Historias policiales de escritores al margen de la
literatura. Esta semana publicó el Washington
Post, en su sección de “Libros”, un curioso reportaje sobre el espionaje al
que el FBI sometió al escritor colombiano García Márquez durante 24 años. El
título del artículo es menos ocurrente que gracioso: haciendo un juego de
palabras con el título El amor en los
tiempos del cólera, el periodista Joe Stephens tituló Love in the time of surveillance: FBI agents tracked Gabriel García Márquez.
Y se basa en las fuentes directas que el FBI ha desclasificado, a petición del Washington Post: 137 páginas de un
archivo en el que se mantienen por lo pronto sin desclasificar otras 133.
J. Edgar
Hoover, el implacable director del FBI entre 1935 y 1972, encargó personalmente
la supervisión discreta del escritor colombiano, como de tantos otros
intelectuales o artistas sospechosos de comunismo o pro-comunismo. La historia
tiene mucho menos de novelesco que de interés puramente periodístico, como
tanto le habría gustado a Gabo, por otra parte. En los primeros meses de 1961,
García Márquez, que ya era un reconocido periodista en Colombia, pero aún un
incipiente novelista al que pocos conocían, había vuelto de Europa y se instaló
en Nueva York para trabajar como corresponsal de una nueva agencia de noticias
cubana: Prensa Latina.
Apenas dos años
después del triunfo de la Revolución cubana, habría sido raro que no
investigaran a un periodista que trabajaba para una agencia del enemigo
comunista. García Márquez, con 33 años, llegó a Nueva York con su mujer,
Mercedes Barcha, y con su hijo Rodrigo, de apenas dos años. Los papeles del FBI
revelan que se instalaron en un hotel de Manhattan, por el que pagaron 200$
mensuales, y que apenas recibieron visitas. Esto y todo lo que llena los
informes es puro chisme, pues tampoco está claro por qué siguieron espiando al
escritor durante 24 años, hasta 1985.
****************************************
*TAREA ASIGNADA 1:* Indica si cada una de las afirmaciones (a) El FBI vigiló a García Márquez durante 24 años, (b) García Márquez llegó solo a Nueva York y (c) El FBI ha desclasificado todo el archivo sobre el escritor concuerda con el texto sobre el espionaje del FBI a García Márquez. Responde sí o no a cada una y cita textualmente las palabras que lo deciden.
*TAREA ASIGNADA 2:* Prosigue el texto sobre el espionaje del FBI a García Márquez a partir de su última oración.

[Registros del conjunto de datos de segmentación]
****************************************
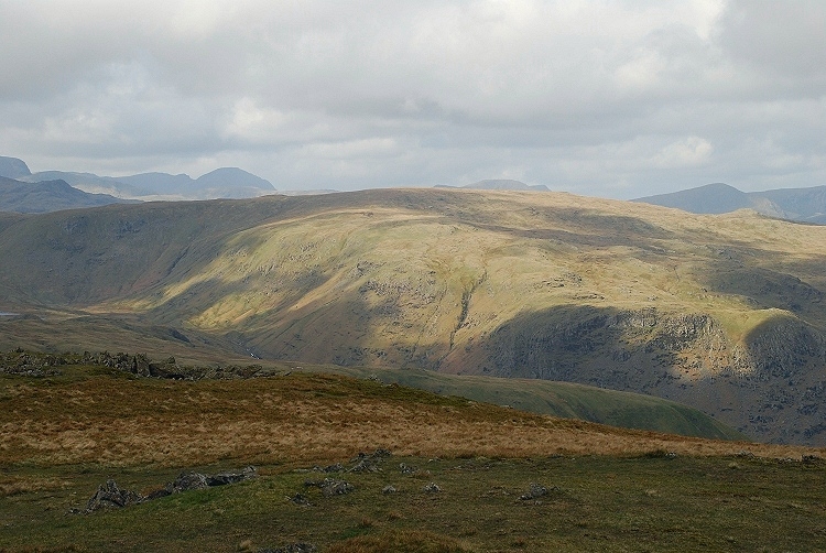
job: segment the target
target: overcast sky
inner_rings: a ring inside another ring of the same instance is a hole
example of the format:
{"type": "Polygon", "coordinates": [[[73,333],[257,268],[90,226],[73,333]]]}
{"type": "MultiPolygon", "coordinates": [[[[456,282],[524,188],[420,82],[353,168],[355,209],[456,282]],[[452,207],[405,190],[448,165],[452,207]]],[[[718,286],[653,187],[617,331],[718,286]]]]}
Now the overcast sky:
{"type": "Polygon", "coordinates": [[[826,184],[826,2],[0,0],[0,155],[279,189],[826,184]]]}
****************************************
*RESPUESTA 1:*
(a) Sí: «tampoco está claro por qué siguieron espiando al escritor durante 24 años, hasta 1985».
(b) No: «llegó a Nueva York con su mujer, Mercedes Barcha, y con su hijo Rodrigo, de apenas dos años».
(c) No: «137 páginas de un archivo en el que se mantienen por lo pronto sin desclasificar otras 133».

*RESPUESTA 2:*
Durante ese periodo García
Márquez publicó sus novelas más célebres, empezando por Cien años de soledad en 1967. En los 70 era ya un escritor
reconocido en cualquier lugar del planeta, en 1982 había sido distinguido con
el premio Nobel de Literatura, e incluso en esos años había estrechado lazos de
amistad con mandatarios internacionales: el presidente francés François
Mitterrand y hasta el presidente de los Estados Unidos Bill Clinton, que lo
recibió varias veces en la Casa Blanca. El FBI se fijaba en otra amistad más
próxima y duradera: entre las decenas de documentos originales en inglés y en
español incluidos en su informe, un agente subrayó una línea de un artículo del
Newsday de 1982 que lo describía como
“un amigo cercano de Fidel Castro”.
Nunca se abrió una investigación
criminal contra el escritor: los agentes se limitaron a hacer un seguimiento
discreto de sus pasos en los Estados Unidos. Algunos informes lo describen
físicamente, remarcando la peculiaridad de su bigote; otros nombran a los
informantes confidenciales; en otros, los agentes se mofan de las dificultades
de García Márquez con el inglés. Uno de los documentos de febrero de 1961 viene
directamente de J. Edgar Hoover: “En el caso de que entre en los Estados Unidos
por cualquier razón, el FBI debe ser inmediatamente puesto sobre aviso”. La ironía
es que García Márquez fue despedido de Prensa Latina apenas unos meses después,
pues la agencia cubana consideró que sus reportajes no eran lo suficientemente radicales.
De modo que en julio de 1961 salió de Nueva York, junto con su familia, en un
autobús Greyhound rumbo a México.
Muchos años después, el hijo que
viajaba con él, Rodrigo García, que es director y productor cinematográfico y
vive en Los Ángeles, recibió la noticia sin sorpresa. Aseguró al Washington Post que la familia no sabía
que había sido objeto de vigilancia durante tantos años, pero que al fin y al
cabo era lo esperable: cuenta que en 1961 García Márquez volvía a casa y se dio
cuenta de que lo seguían dos hombres que se comunicaban con silbidos. El
escritor pensó que podían trabajar para la CIA o para cualquier facción cubana.
A fin de cuentas, García Márquez nunca perteneció a ningún partido, e incluso
sus reportajes sobre los países socialistas europeos no eran descripciones del
paraíso en la tierra.
En aquellos años de la guerra
fría, en sus idas y venidas por América y Europa, antes y después de radicarse
en México, quién le habría dicho, a quien no paraba de armar novelas en su
cabeza, que andaban con ganas de hacer una mala novela policial de su propia
vida.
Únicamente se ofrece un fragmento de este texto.